BRIEF 1>
Find each line in the listing below that contains the word "cloud", and copy those lines.

PROVIDED TEXT>
————

CLIP (Contrastive Language-Image Pretraining), Predict the most relevant text snippet given an image
MIT License
24.55k stars 3.2k forks source link

Evaluation of CLIP on Mnist is only 10% accuracy #412

Open GitOutOfMyBed opened 8 months ago

GitOutOfMyBed commented 8 months ago

According to the paper, they were able to achieve 80% accuracy on MNIST. However, I tested mnist on clip and get only 10-20%. Does anyone know what I am doing wrong here?

import torch
import clip
from PIL import Image
import torchvision
import torchvision.transforms as transforms
import numpy as np
device = "cuda" if torch.cuda.is_available() else "cpu"
model, preprocess = clip.load("ViT-B/32", device=device)

training_set = torchvision.datasets.MNIST('./data', train=True, transform=preprocess, download=True)
validation_set = torchvision.datasets.MNIST('./data', train=False, transform=preprocess, download=True)

trainloader = torch.utils.data.DataLoader(training_set, batch_size=32,
                                          shuffle=True, num_workers=0)
testloader = torch.utils.data.DataLoader(validation_set, batch_size=32,
                                         shuffle=False, num_workers=0)

————

Part of a data file>
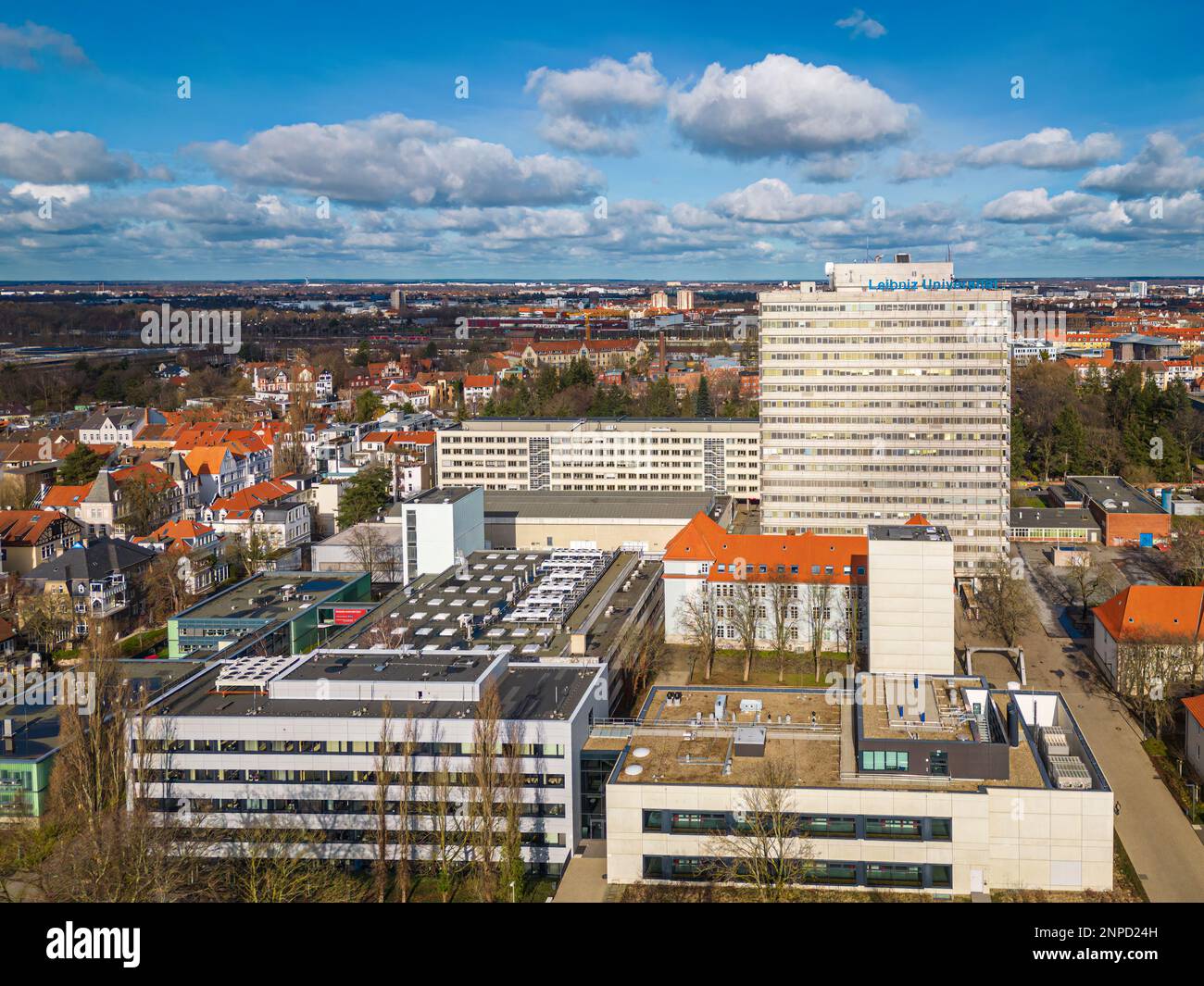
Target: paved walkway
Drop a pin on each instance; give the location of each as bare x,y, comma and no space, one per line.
1162,844
584,880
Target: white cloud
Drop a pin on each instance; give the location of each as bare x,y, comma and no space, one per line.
1160,167
23,47
771,200
593,109
1035,206
63,156
65,194
915,167
1050,148
859,24
396,160
784,107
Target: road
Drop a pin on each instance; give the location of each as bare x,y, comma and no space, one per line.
1162,844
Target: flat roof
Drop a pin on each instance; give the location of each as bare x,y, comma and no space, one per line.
1115,496
603,505
609,424
36,729
261,597
526,692
1052,517
678,741
907,532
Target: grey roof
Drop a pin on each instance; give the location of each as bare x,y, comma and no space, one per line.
95,560
1052,517
542,504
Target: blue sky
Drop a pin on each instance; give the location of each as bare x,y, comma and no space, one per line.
663,141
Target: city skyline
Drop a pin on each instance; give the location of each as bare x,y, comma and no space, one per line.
470,144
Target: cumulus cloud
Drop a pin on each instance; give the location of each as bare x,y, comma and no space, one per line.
593,109
859,23
25,46
915,167
59,157
1052,148
395,160
784,107
1162,165
771,200
1036,206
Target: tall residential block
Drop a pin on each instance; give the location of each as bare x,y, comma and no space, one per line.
885,393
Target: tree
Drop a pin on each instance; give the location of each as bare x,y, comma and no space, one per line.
766,850
80,466
372,552
513,866
368,406
745,609
364,495
381,805
1087,584
819,613
698,618
486,741
144,499
783,620
1004,601
1186,554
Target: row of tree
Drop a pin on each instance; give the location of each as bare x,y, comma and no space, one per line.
1116,425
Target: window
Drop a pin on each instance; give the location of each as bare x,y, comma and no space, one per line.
884,760
697,821
894,829
892,876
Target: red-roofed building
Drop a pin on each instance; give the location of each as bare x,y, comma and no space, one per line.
200,549
819,576
1193,733
1162,621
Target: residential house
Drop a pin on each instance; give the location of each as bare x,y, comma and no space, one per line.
31,537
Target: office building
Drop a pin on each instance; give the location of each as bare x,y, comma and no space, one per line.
885,393
295,743
715,456
934,784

————

BRIEF 2>
According to the issue post about CLIP on MNIST above, what accuracy did the paper achieve on MNIST?

RESULT 1>
Target: white cloud
Target: cumulus cloud

RESULT 2>
80% accuracy.